#### To be done
Determine how many lines of the entries below contain the word "background". Reply with that number alone.

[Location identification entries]
....................

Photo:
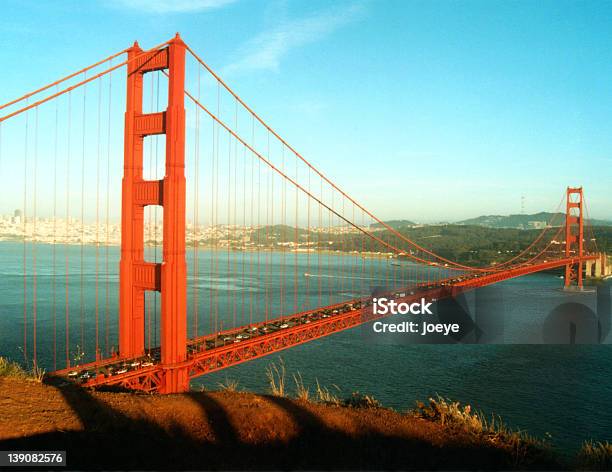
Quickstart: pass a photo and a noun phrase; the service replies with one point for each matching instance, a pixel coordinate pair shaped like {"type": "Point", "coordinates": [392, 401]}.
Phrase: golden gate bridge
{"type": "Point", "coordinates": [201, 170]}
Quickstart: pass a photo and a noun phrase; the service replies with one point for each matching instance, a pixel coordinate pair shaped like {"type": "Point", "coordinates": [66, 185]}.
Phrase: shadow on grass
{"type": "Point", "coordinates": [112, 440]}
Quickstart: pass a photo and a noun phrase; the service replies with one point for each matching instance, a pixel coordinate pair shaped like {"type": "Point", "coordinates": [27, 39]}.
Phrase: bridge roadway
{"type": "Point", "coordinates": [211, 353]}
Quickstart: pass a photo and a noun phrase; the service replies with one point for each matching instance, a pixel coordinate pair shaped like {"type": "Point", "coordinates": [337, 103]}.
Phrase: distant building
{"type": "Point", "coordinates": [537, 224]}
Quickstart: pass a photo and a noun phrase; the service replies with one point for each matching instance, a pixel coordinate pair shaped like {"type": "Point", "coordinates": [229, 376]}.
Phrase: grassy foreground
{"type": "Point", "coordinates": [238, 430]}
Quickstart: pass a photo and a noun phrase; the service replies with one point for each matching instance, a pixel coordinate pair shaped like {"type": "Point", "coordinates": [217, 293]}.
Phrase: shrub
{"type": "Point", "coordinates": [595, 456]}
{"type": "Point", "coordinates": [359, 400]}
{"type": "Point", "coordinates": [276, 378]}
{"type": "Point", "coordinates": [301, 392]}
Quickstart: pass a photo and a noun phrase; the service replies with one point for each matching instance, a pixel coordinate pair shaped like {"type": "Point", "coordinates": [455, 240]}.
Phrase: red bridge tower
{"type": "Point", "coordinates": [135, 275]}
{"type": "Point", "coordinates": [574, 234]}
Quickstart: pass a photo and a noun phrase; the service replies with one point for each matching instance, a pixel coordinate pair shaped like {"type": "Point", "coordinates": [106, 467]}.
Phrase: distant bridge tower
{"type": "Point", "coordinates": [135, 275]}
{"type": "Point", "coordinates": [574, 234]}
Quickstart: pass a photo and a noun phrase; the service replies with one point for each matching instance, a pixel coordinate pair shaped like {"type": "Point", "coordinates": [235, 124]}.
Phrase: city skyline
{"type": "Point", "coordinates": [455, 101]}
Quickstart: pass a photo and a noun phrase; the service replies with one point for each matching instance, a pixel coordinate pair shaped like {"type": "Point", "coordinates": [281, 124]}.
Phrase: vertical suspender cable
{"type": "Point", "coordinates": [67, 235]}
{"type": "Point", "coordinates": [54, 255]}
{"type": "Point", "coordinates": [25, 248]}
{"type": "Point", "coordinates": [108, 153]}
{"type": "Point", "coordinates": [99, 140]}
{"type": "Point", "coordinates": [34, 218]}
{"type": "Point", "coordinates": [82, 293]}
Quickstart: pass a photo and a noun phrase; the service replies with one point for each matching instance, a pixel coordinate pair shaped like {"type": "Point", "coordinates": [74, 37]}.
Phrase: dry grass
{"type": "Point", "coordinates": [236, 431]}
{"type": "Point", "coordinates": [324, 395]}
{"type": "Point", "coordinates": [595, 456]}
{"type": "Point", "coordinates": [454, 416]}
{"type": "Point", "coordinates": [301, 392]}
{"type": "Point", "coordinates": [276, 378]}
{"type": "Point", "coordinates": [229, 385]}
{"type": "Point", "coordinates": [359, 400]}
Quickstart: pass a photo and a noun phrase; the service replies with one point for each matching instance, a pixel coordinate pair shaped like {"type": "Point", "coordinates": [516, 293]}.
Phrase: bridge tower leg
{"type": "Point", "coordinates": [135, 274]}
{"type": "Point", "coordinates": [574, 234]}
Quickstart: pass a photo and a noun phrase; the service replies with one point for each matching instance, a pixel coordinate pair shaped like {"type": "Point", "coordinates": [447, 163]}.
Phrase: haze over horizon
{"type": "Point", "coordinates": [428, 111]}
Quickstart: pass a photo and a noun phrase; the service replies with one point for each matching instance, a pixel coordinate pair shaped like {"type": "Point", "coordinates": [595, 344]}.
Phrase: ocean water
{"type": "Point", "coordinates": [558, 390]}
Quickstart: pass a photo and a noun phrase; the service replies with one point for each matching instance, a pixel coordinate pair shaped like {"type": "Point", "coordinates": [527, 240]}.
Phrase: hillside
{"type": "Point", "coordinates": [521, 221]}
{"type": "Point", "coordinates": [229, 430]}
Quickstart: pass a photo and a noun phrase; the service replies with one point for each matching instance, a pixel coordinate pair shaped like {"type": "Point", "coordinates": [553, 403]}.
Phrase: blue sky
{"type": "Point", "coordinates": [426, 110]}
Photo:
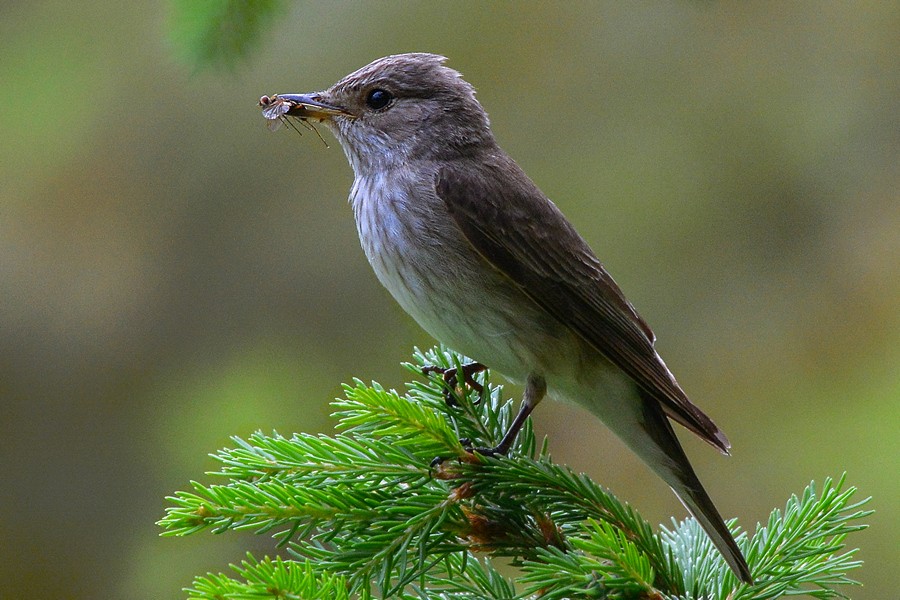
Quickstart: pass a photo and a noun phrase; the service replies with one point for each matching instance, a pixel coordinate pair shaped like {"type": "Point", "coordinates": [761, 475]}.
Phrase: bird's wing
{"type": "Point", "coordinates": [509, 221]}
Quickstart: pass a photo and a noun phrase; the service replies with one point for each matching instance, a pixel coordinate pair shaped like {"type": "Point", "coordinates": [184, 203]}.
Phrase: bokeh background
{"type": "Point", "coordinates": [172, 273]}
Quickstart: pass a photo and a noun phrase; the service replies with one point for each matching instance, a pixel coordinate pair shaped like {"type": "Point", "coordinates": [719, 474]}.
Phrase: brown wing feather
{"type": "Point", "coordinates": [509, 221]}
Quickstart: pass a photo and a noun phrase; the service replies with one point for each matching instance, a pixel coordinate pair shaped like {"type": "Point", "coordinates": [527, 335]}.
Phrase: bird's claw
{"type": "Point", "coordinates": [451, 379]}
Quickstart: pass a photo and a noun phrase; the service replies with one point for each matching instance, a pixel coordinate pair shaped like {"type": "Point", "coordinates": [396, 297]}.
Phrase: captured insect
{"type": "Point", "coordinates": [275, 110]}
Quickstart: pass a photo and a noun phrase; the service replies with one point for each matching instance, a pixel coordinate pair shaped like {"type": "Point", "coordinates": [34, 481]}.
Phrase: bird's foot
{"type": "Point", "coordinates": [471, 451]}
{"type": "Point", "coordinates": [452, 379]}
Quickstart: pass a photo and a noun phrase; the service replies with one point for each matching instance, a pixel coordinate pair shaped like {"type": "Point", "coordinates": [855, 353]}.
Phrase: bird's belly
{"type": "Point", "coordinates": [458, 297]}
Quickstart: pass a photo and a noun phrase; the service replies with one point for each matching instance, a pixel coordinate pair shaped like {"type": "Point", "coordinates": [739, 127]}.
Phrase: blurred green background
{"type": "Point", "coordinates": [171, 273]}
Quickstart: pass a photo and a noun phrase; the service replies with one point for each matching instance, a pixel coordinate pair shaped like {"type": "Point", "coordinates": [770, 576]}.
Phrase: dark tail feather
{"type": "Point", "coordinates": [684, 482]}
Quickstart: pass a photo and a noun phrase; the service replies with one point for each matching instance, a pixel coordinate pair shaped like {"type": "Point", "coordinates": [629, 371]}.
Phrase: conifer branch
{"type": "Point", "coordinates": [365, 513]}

....................

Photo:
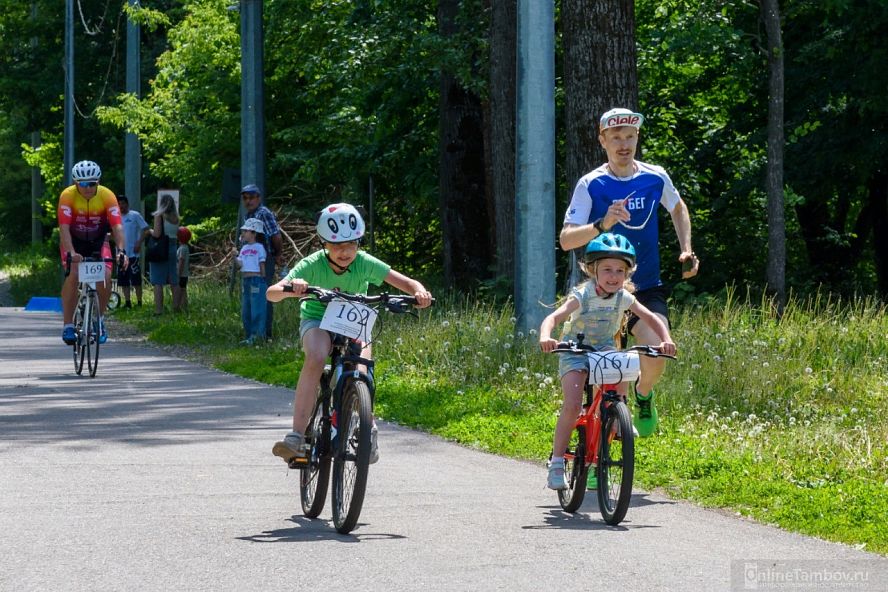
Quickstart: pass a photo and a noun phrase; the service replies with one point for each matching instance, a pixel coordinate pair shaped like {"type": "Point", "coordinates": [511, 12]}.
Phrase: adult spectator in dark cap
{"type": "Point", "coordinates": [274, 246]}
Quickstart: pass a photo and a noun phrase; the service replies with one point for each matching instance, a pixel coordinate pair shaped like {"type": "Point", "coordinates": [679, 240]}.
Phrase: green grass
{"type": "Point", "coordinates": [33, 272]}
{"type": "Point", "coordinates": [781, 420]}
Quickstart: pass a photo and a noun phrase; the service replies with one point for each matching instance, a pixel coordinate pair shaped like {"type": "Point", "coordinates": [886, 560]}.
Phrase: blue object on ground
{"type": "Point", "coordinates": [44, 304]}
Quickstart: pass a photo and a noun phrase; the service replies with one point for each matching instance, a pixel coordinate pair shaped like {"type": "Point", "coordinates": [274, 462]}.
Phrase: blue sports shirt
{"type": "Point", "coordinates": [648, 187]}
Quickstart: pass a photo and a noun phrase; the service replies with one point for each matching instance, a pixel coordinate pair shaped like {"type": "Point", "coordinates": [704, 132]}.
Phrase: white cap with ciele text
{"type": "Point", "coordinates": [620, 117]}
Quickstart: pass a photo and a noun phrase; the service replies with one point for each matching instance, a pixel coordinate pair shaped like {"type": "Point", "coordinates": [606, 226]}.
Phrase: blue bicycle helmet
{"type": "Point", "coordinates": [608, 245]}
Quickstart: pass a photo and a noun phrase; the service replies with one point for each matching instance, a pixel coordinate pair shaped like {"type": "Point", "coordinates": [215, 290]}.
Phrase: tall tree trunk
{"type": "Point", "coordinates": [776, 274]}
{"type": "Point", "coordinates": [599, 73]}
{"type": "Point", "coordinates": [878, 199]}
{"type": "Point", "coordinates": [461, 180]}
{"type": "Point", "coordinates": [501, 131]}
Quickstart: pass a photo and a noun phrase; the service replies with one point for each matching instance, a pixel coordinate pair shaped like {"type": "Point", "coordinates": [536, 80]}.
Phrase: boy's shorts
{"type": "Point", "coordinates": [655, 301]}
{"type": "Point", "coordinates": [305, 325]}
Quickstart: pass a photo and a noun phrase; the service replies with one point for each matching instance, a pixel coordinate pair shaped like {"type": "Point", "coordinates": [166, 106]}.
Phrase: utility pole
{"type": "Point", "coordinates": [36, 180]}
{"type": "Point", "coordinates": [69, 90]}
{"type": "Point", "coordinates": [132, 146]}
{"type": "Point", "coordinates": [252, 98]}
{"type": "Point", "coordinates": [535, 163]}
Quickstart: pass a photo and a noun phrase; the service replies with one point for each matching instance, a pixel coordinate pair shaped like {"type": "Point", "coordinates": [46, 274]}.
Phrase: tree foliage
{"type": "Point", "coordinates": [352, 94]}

....................

#### Task response
2